# Exercise task:
Add 141 to each number in the coordinates, and reproduce the material below from the line with "If you could point at the man's shoulder" to the line with "(1127, 579)", including both of those lines and the requests. Give only those lines.
☆ ☆ ☆ ☆ ☆
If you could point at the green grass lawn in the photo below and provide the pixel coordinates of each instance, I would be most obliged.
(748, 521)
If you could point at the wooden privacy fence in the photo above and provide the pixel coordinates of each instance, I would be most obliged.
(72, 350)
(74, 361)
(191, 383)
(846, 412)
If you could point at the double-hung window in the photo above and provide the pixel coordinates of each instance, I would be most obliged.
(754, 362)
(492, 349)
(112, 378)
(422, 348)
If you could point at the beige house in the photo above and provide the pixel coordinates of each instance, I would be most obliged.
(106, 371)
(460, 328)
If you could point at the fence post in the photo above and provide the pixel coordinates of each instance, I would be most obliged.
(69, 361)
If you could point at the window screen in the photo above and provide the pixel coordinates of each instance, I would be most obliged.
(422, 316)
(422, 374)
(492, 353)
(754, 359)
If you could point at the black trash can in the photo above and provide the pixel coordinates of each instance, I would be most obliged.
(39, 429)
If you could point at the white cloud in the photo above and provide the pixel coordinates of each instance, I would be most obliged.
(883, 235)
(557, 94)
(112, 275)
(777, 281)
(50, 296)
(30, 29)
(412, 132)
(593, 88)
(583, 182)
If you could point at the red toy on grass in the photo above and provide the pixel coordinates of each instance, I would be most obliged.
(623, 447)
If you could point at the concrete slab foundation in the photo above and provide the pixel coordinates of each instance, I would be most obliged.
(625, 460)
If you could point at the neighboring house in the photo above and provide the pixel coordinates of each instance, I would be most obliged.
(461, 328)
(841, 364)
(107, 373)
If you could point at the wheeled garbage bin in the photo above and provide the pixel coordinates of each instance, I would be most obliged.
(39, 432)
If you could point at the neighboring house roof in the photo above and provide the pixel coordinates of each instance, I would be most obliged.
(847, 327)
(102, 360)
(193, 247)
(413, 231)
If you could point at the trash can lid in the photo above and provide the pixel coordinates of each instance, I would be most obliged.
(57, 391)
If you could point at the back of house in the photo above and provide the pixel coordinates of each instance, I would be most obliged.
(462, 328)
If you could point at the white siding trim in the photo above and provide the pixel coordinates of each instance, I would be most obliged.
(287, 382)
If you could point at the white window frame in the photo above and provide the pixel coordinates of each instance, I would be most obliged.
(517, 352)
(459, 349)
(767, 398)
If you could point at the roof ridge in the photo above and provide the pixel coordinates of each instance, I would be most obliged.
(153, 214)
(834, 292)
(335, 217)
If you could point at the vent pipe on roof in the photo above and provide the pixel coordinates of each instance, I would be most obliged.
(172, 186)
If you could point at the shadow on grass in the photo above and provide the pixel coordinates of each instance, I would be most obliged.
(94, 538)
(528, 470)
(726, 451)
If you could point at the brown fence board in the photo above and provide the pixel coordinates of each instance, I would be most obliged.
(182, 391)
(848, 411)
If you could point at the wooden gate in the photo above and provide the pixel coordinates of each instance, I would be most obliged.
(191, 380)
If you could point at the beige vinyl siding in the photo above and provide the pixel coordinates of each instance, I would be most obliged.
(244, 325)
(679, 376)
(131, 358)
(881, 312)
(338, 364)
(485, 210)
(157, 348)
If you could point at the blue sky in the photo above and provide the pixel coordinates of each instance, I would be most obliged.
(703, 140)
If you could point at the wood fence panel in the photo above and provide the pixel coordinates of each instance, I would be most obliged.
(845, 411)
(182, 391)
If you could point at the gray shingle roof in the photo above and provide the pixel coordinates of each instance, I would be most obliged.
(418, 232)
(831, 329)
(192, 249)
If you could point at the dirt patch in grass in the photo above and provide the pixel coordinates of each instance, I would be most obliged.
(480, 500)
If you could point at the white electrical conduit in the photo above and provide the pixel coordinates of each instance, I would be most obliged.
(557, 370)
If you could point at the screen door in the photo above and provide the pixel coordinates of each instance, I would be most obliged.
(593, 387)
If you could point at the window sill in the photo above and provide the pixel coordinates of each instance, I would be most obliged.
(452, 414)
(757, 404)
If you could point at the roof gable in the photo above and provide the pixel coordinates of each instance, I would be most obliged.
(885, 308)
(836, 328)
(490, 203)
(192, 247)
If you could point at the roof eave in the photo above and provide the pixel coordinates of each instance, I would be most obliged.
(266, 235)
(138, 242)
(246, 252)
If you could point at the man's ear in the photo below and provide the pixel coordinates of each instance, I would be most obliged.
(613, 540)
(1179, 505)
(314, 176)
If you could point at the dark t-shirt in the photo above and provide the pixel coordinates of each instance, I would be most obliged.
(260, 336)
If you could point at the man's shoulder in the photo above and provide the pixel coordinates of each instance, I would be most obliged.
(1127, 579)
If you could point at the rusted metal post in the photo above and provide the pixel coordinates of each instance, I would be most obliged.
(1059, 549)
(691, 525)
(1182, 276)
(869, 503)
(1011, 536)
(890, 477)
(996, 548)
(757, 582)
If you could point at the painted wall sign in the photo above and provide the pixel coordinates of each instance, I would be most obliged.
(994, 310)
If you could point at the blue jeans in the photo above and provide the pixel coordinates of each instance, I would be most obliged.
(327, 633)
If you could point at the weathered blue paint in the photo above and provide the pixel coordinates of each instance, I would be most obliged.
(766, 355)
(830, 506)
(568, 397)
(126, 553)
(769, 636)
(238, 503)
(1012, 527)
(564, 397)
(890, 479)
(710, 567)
☆ ☆ ☆ ☆ ☆
# Completed task:
If you could point at the man's shoulder in the photo above and provide the pixel coordinates of each instance, I would be most obliged.
(1268, 720)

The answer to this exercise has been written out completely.